<<<<

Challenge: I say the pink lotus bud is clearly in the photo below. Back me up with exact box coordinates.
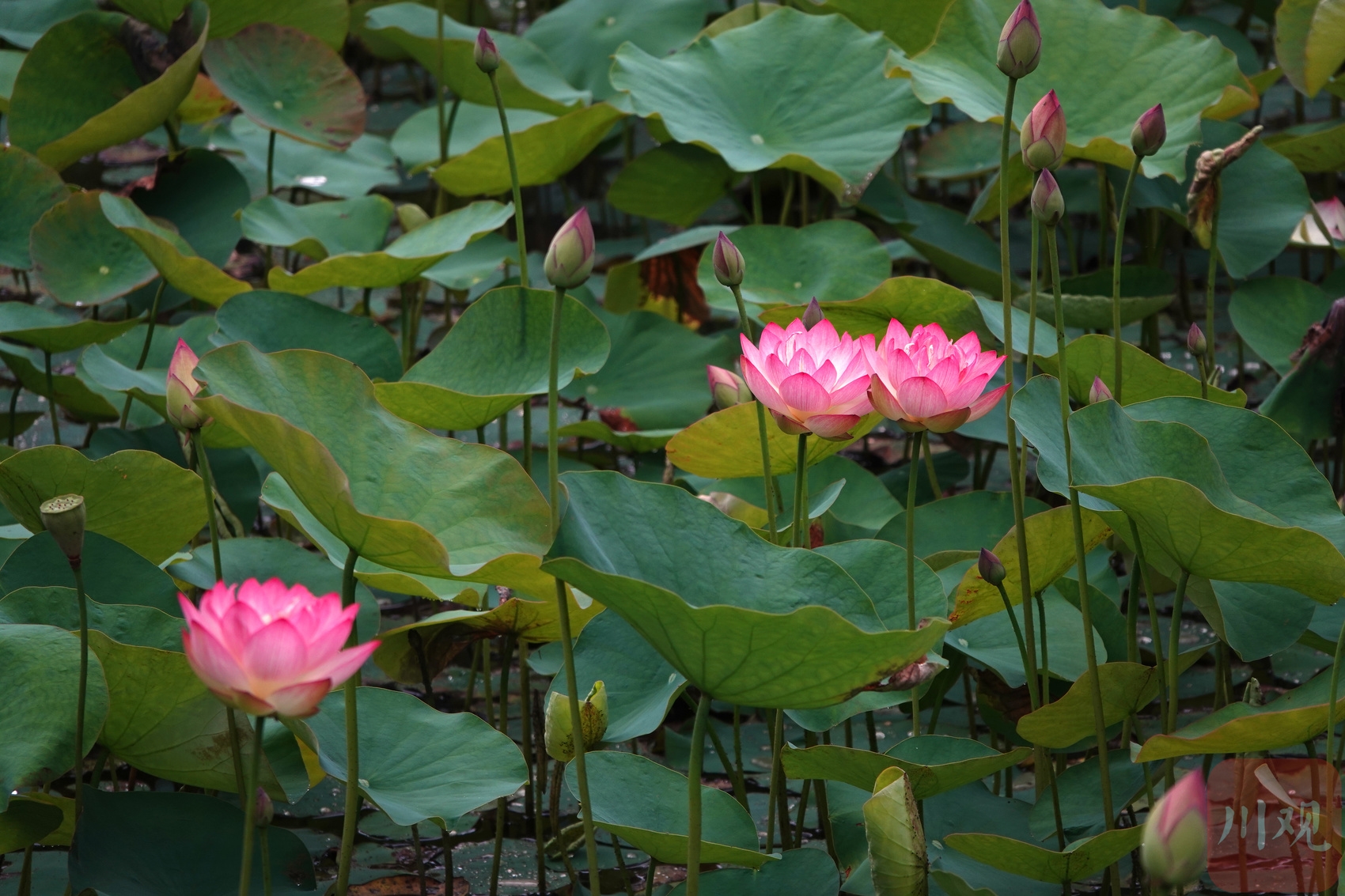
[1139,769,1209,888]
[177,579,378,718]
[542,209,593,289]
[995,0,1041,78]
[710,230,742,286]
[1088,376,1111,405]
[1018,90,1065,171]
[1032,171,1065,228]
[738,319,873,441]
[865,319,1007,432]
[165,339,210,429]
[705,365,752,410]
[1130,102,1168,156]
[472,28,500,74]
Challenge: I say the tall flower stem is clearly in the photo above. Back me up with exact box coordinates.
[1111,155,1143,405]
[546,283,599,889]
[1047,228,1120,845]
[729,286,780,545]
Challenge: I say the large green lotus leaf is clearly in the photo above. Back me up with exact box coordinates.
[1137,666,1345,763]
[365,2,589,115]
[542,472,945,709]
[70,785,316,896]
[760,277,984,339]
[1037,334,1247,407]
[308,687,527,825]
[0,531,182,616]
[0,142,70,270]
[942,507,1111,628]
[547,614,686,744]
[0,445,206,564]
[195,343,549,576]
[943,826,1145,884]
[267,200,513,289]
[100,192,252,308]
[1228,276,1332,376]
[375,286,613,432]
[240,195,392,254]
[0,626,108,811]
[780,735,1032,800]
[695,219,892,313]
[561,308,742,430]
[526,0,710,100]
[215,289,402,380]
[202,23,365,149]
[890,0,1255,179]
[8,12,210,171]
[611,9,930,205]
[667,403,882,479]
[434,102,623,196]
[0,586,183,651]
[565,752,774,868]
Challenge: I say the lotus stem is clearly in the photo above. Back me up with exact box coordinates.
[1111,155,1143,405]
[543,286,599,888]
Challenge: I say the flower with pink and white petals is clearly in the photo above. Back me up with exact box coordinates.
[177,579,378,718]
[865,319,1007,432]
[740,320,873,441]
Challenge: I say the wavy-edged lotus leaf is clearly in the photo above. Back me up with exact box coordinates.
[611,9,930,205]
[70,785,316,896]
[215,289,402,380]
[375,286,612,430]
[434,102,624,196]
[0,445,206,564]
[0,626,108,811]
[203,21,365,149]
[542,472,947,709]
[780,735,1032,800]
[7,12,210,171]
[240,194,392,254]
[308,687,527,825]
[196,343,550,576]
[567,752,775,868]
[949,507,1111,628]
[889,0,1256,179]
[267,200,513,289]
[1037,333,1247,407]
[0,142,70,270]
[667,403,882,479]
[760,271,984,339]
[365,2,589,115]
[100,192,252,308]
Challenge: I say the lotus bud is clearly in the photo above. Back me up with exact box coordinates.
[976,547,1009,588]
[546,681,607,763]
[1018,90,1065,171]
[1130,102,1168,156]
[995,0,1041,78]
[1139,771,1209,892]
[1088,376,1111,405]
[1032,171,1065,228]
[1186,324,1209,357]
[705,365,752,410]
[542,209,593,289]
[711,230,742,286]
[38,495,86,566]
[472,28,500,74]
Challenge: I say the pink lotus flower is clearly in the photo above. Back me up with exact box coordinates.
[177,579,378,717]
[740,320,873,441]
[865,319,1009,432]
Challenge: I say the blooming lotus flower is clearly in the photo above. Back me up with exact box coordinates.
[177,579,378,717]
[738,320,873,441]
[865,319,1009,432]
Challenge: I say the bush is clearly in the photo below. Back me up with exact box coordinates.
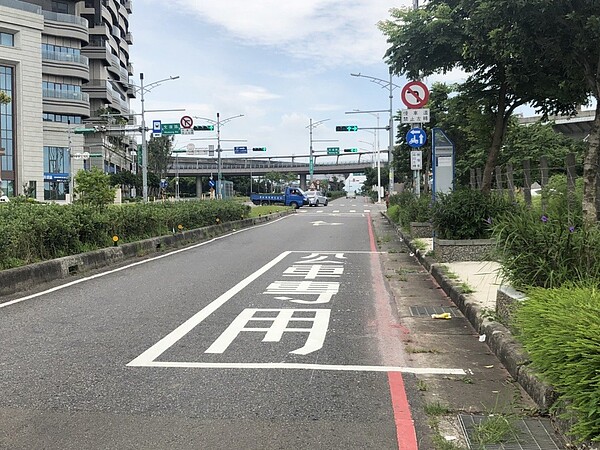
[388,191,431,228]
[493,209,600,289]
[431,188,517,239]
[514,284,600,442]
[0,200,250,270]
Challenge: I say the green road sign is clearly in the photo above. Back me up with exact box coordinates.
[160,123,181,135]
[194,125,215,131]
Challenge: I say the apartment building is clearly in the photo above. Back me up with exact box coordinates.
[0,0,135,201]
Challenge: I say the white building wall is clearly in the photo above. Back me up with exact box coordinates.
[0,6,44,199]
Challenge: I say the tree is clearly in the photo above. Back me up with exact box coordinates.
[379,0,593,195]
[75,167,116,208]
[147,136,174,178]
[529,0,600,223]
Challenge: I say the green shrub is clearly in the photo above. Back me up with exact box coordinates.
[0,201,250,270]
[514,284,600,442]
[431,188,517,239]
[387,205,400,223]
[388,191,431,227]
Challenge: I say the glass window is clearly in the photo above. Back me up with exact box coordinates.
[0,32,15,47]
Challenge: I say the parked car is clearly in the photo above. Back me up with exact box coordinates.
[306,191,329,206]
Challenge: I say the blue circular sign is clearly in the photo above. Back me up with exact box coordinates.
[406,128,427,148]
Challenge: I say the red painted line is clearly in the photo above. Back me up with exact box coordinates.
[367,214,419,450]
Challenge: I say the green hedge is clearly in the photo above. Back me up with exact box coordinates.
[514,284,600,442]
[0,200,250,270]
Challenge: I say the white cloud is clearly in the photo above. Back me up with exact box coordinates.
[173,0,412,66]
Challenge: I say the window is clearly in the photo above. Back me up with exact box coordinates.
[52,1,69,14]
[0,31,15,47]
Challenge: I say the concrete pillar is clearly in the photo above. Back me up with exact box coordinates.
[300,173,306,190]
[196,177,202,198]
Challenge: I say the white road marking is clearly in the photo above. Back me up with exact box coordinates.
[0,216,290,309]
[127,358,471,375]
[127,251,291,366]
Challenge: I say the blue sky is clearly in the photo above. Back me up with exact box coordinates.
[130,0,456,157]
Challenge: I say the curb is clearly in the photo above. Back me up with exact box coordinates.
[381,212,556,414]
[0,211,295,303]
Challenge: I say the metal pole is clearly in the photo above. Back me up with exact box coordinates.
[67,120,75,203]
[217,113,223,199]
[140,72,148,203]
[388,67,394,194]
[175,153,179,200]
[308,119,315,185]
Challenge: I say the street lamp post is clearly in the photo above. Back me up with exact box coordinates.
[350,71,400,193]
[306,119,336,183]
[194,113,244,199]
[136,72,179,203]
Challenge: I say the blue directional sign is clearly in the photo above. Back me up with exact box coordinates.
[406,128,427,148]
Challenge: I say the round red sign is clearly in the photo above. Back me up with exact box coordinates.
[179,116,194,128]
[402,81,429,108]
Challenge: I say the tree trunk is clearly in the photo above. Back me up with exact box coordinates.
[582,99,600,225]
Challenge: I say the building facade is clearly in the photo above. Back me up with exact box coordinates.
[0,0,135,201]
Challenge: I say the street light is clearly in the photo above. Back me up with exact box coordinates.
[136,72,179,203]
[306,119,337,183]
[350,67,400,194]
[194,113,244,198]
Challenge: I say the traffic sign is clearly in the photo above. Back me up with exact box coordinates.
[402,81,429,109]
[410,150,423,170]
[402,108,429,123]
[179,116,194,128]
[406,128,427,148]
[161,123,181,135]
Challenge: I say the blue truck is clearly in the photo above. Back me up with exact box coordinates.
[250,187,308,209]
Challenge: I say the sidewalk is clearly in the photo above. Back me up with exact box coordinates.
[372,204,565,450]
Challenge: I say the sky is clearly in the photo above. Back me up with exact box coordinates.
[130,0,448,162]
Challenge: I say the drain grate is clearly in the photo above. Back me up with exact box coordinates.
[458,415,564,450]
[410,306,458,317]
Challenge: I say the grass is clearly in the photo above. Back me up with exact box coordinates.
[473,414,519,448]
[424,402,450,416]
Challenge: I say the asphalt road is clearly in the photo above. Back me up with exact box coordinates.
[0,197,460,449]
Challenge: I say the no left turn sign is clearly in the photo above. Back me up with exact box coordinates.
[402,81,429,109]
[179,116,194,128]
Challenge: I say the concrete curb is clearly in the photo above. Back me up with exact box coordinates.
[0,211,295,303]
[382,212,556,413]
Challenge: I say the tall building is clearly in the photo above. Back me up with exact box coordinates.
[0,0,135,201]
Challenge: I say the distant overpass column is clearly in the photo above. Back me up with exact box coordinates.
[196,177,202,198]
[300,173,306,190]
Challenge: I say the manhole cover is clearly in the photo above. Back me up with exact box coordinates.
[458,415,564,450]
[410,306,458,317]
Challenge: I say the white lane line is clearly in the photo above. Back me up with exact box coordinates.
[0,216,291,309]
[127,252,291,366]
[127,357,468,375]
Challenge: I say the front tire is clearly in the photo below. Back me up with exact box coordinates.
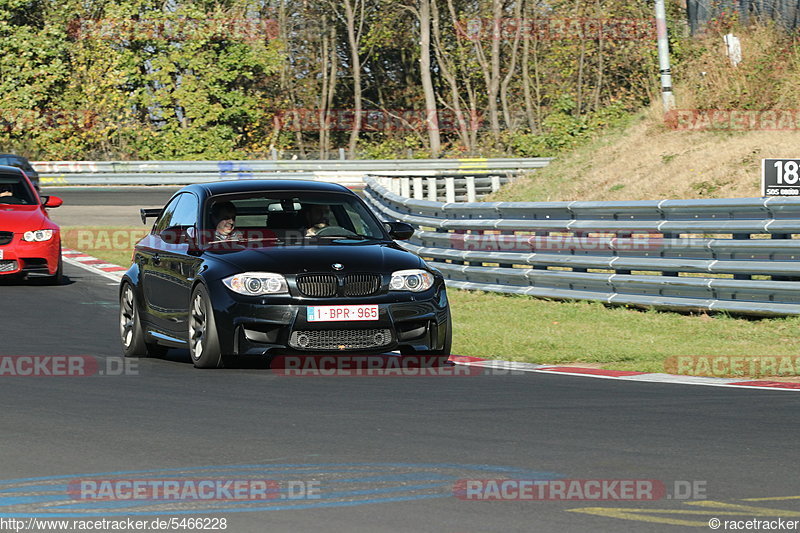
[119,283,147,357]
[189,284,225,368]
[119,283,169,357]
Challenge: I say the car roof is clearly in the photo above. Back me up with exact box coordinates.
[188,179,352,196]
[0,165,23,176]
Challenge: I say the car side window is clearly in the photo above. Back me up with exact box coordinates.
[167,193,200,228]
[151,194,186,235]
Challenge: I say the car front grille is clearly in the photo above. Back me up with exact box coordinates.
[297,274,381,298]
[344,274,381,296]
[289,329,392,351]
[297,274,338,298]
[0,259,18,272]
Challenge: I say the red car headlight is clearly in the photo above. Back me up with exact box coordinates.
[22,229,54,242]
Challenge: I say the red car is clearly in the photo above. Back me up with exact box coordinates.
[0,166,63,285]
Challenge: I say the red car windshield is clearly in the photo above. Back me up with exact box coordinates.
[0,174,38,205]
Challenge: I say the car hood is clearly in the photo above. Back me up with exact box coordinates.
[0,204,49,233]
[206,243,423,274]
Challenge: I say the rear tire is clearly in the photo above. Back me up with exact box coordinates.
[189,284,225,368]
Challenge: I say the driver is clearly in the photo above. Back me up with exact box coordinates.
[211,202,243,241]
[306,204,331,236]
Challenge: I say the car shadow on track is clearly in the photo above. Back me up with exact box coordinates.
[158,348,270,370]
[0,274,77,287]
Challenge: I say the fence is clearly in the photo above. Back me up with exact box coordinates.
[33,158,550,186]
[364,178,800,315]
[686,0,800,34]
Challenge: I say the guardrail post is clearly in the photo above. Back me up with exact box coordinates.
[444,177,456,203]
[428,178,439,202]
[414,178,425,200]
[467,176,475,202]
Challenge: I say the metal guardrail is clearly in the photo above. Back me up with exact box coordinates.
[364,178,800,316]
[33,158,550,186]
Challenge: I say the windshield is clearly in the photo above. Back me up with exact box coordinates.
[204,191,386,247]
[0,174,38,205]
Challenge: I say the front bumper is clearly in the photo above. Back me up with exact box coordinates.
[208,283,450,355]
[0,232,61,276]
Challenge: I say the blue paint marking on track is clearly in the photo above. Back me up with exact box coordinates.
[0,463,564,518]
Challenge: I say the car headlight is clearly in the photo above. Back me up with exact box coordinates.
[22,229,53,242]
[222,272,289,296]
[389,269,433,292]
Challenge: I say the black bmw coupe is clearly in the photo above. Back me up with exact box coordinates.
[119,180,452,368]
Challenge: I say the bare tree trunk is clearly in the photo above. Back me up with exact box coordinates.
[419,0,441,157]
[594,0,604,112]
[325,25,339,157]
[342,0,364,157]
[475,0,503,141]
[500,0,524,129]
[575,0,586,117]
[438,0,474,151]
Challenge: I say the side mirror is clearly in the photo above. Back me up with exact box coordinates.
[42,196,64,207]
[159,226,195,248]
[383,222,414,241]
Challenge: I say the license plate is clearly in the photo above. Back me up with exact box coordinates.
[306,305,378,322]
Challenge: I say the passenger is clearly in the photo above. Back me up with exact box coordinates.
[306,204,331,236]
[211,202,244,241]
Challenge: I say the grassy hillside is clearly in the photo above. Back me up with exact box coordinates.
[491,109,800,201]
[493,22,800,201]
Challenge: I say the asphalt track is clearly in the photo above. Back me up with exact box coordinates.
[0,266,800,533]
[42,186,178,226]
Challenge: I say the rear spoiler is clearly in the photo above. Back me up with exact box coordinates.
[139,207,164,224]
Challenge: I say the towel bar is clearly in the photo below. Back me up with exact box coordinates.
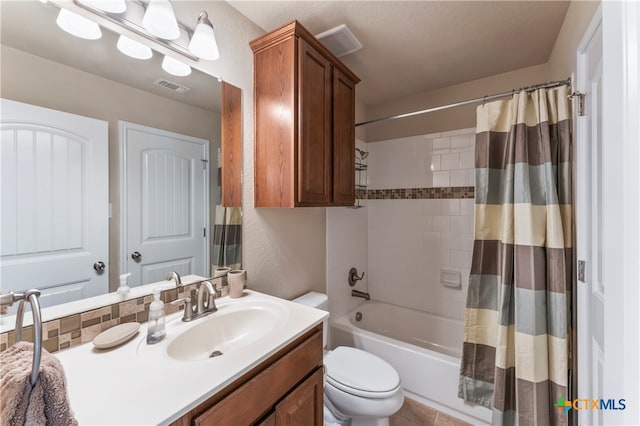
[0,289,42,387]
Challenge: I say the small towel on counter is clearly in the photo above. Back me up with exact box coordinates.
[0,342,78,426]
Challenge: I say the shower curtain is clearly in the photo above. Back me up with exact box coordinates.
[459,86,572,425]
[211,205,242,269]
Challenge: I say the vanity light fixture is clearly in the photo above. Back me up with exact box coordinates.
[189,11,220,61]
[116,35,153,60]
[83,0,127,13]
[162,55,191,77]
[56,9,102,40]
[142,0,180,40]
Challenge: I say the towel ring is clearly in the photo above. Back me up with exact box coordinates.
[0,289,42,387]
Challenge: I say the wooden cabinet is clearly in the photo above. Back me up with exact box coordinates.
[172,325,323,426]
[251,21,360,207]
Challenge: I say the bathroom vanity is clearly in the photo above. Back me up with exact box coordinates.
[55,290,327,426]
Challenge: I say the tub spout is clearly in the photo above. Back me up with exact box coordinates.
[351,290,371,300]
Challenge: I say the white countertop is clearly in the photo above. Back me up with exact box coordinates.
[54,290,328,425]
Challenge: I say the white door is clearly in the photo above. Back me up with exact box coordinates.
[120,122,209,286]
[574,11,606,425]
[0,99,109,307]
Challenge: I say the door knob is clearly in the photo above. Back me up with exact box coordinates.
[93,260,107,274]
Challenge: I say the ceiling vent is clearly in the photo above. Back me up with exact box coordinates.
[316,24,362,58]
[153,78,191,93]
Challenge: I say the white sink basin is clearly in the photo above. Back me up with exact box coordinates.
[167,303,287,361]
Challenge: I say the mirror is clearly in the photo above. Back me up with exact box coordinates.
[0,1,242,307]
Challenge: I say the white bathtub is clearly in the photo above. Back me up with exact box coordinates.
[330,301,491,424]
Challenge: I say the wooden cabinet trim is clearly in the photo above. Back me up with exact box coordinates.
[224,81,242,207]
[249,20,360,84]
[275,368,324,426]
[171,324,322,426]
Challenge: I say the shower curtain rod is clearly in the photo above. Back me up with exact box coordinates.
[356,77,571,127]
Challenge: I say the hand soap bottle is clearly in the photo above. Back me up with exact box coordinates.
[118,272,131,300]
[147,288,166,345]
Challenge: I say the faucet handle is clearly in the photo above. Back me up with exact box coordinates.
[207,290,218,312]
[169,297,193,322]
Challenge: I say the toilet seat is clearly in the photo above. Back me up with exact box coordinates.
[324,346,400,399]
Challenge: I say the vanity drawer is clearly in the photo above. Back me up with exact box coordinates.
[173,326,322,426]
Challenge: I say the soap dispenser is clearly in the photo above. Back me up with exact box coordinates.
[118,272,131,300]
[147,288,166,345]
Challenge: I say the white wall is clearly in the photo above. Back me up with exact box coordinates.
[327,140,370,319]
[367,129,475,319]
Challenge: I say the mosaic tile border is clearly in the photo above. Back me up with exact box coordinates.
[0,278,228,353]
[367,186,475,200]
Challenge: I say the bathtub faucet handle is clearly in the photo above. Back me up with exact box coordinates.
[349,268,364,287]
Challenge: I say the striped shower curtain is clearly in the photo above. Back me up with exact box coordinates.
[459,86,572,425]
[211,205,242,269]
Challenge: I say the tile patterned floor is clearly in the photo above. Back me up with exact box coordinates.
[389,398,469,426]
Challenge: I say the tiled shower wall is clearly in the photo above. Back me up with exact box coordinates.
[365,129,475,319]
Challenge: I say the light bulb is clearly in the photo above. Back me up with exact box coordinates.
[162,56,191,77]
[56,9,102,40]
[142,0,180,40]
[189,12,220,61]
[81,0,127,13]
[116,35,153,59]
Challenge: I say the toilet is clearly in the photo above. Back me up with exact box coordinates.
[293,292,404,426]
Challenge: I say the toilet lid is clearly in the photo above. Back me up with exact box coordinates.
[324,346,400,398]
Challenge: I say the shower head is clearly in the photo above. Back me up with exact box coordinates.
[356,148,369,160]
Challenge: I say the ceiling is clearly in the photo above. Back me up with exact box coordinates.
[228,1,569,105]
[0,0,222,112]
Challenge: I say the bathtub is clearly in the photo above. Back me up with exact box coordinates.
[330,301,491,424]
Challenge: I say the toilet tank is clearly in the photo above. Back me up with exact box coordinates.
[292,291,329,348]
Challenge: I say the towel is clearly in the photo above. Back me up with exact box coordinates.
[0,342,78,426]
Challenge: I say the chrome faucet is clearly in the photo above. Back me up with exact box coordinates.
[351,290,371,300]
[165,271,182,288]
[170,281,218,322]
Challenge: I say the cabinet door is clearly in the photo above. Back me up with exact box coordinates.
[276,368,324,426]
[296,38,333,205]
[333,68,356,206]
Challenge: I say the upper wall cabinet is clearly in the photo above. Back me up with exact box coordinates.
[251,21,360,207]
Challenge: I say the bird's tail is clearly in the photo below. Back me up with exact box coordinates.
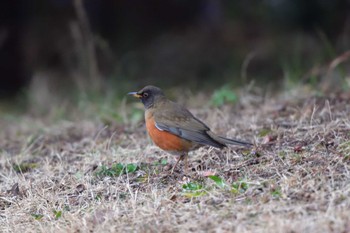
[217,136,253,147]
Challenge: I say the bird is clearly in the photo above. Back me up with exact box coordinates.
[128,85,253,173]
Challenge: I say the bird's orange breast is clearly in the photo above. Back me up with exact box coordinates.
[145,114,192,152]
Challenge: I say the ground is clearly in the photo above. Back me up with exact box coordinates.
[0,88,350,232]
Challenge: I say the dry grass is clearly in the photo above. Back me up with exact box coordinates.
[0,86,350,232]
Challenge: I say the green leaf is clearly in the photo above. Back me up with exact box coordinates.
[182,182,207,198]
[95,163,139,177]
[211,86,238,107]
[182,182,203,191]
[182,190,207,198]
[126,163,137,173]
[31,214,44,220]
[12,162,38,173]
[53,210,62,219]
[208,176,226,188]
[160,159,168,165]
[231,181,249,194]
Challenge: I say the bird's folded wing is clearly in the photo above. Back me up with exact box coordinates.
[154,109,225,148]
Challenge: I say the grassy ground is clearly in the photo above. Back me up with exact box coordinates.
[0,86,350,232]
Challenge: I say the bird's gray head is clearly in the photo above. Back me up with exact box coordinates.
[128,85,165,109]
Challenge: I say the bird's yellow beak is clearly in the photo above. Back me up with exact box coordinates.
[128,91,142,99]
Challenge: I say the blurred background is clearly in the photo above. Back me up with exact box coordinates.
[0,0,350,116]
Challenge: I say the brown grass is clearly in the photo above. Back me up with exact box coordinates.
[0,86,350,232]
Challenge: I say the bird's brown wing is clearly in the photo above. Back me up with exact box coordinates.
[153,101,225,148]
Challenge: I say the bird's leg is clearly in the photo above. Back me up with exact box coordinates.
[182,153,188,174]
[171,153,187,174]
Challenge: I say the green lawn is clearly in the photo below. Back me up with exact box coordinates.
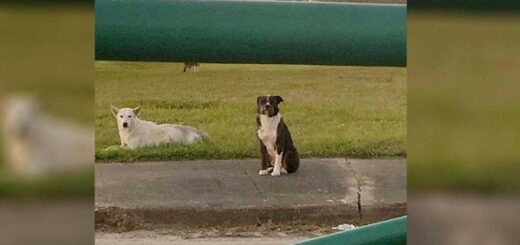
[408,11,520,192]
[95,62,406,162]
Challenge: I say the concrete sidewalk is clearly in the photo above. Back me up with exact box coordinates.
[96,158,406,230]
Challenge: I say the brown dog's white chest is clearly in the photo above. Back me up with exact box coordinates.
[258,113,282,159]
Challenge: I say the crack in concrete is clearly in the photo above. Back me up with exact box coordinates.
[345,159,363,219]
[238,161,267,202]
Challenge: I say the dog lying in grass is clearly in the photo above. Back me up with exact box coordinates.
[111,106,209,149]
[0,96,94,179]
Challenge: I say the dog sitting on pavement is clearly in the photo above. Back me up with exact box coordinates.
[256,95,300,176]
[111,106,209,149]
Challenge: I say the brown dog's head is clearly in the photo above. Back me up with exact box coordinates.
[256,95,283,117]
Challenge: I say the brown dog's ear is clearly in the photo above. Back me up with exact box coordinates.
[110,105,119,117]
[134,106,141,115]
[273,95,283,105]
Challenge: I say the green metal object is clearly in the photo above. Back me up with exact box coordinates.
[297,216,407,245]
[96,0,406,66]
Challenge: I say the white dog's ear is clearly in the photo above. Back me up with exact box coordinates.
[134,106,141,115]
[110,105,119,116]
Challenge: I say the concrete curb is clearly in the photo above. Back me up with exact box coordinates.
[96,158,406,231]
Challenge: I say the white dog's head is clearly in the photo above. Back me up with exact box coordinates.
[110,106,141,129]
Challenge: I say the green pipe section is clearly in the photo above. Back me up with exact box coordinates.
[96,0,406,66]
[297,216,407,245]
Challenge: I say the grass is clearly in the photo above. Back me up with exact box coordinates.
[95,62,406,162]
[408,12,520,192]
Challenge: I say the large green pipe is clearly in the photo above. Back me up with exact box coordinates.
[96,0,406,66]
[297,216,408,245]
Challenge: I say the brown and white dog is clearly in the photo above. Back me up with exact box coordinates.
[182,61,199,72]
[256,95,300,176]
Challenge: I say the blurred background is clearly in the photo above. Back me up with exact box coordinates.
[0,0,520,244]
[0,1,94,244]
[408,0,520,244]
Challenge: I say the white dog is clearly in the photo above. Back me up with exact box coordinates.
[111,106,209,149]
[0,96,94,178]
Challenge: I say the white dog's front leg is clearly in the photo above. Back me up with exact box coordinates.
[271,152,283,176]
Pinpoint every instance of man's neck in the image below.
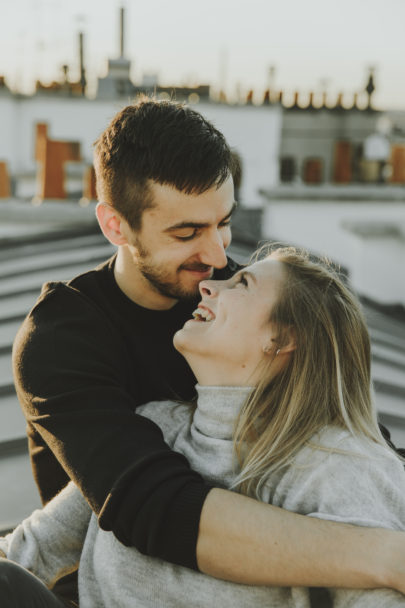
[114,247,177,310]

>>>>

Exercise description: Arrange the lines of the items as a JSON list of strings, one string per line with blank lines omitted, starting at the line containing "Challenge: I say the building" and ending at the line containing "[194,113,244,198]".

Reply:
[
  "Challenge: I say the building facade is clearly in the photo above. Back me up with exact box coordinates.",
  "[0,0,135,201]",
  "Challenge: I say the street light is clearly in the photo above. Back me up with exact box coordinates.",
  "[136,72,179,203]",
  "[306,119,337,183]",
  "[350,67,400,194]",
  "[194,113,244,198]"
]